Issue 27 07.15.2011

Issue 27
The Art of Beatriz da Costa

Beatriz da Costa is an interdisciplinary artist whose work is inspired by contemporary art, science, politics, and engineering. After studying at the Ecole d’Art d’Aix en Provence in France, she is currently an associate professor at University of California, Irvine in the school of engineering. She bases her work on public involvement, region-targeted media, conceptual tool building, and critical writing. Through these mediums, she focuses attention on promoting the intelligent use of resources, environmental stability, the investigation of context specific cases of social injustices through new technological advances, and the social implications and repercussions of surveillance equipment that is becoming omnipresent in society.

I met Beatriz da Costa over the summer of 2010 while she was an artist in residence at Montalvo Arts Center in Saratoga, CA.  At the time, da Costa was working on finishing up a project creating an iPhone application that would allow users to look at information about the endangered species found in the United Kingdom. She was looking for an assistant to help her track down the immense amount of information required for the application.
......
## Problem 1
According to the profile of Beatriz da Costa, in which school at the University of California, Irvine is she an associate professor?
## Problem 2
Carry on the profile of Beatriz da Costa from its last sentence.

## Dataset content
......
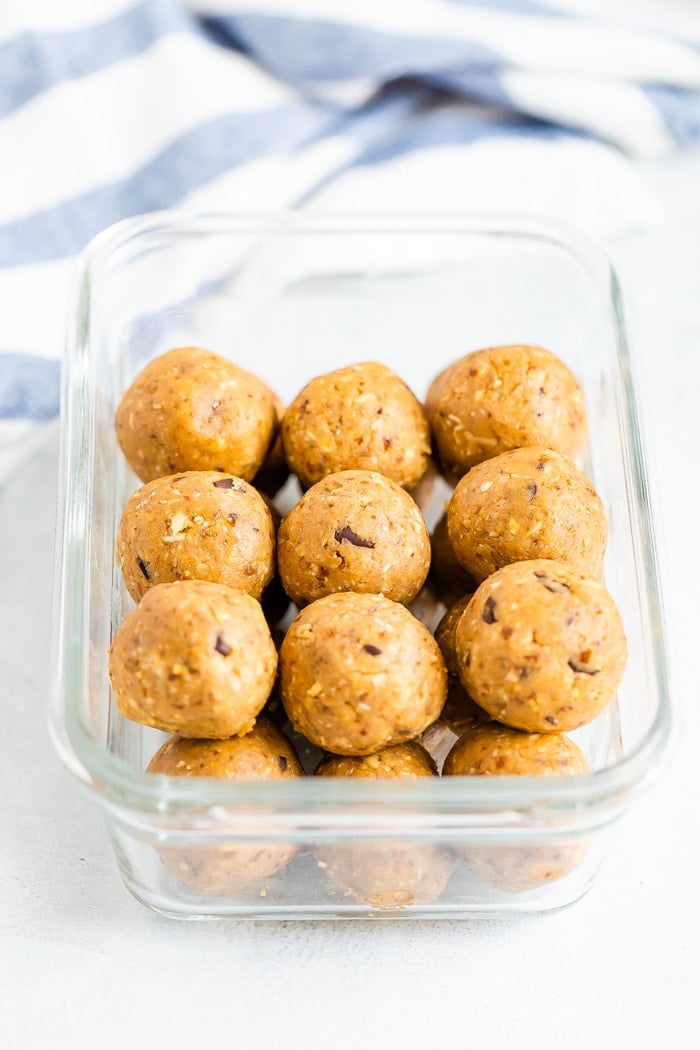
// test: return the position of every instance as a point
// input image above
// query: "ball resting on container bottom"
......
## Answer box 1
The school of engineering.

## Answer box 2
The project was to go in conjunction with an installation project she had done at the John Hansard Gallery.  This installation included a number of specimens that were on loan from the Natural History Museum in London and the Horniman Museum that were “regional taxidermed specimens currently being under threat of extinction.” [i]

SG – How would you describe your work?

BdC – I am not tied to any specific medium and the topics I address vary. Over the past five years, I have been very interested in interspecies relations though, and all of my projects have somehow circled around that subject.

SG – One of your latest works deals with making an iPhone application for endangered species. Could you explain how this idea came to be? What do you hope it will accomplish? Do you think it was has been successful?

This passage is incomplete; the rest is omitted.